Scan the entries below for the word "blurred". Copy each line that has it.

**********

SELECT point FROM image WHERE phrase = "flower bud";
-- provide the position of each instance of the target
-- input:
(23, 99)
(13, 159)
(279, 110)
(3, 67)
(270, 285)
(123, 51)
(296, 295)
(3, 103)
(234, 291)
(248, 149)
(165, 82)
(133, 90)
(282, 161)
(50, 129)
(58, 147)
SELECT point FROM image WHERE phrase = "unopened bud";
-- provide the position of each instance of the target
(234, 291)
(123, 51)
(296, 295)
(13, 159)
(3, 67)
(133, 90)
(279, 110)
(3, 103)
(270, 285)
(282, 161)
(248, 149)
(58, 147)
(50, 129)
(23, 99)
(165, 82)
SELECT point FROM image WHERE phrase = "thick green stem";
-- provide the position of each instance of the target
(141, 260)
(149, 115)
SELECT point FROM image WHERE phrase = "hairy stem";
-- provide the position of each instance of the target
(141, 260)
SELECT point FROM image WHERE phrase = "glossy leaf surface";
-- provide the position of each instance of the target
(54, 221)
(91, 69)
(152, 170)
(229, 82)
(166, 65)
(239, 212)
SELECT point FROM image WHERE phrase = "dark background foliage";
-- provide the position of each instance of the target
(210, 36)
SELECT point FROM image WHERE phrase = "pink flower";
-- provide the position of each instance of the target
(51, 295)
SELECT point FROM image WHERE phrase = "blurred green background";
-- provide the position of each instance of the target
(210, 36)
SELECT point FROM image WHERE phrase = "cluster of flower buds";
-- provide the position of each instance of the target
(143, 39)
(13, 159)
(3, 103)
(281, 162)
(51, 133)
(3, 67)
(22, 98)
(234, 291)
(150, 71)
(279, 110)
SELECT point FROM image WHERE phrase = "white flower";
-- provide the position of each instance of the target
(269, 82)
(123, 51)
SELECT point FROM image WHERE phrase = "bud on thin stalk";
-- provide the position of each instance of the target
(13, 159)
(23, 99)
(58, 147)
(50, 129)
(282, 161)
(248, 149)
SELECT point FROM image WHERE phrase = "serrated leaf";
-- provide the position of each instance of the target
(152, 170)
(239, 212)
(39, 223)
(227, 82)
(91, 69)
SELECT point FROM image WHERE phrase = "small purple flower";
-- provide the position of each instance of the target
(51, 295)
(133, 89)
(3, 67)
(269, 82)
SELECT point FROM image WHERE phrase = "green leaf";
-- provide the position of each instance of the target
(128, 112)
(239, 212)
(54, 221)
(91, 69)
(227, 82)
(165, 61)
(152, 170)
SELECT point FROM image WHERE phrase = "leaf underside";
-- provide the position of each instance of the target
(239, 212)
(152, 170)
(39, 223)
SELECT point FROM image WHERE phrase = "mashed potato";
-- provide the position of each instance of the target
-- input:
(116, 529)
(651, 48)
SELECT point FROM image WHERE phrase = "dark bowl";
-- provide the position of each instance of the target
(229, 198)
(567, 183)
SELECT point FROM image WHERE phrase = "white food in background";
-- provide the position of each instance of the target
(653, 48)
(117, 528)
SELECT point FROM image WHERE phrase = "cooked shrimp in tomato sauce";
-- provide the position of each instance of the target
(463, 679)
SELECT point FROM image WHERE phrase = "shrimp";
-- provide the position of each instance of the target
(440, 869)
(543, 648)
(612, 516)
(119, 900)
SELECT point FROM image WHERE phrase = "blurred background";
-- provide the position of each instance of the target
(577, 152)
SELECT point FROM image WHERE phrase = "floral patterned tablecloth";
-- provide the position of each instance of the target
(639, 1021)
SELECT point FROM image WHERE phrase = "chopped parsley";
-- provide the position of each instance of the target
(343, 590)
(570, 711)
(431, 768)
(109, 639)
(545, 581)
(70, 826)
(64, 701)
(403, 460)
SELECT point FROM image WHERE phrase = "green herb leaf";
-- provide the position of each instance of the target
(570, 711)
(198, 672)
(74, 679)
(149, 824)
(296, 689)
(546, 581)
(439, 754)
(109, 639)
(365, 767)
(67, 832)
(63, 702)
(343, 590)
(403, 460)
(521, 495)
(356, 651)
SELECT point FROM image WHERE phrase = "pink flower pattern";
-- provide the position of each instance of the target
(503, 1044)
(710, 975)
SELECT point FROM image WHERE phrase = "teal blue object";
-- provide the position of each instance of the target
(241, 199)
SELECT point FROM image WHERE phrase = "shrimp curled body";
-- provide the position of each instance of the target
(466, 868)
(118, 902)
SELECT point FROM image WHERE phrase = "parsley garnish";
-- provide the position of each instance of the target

**********

_EXERCISE RESULT:_
SELECT point FROM image WHERE phrase = "blurred green background";
SELECT point FROM image WHERE phrase = "blurred background";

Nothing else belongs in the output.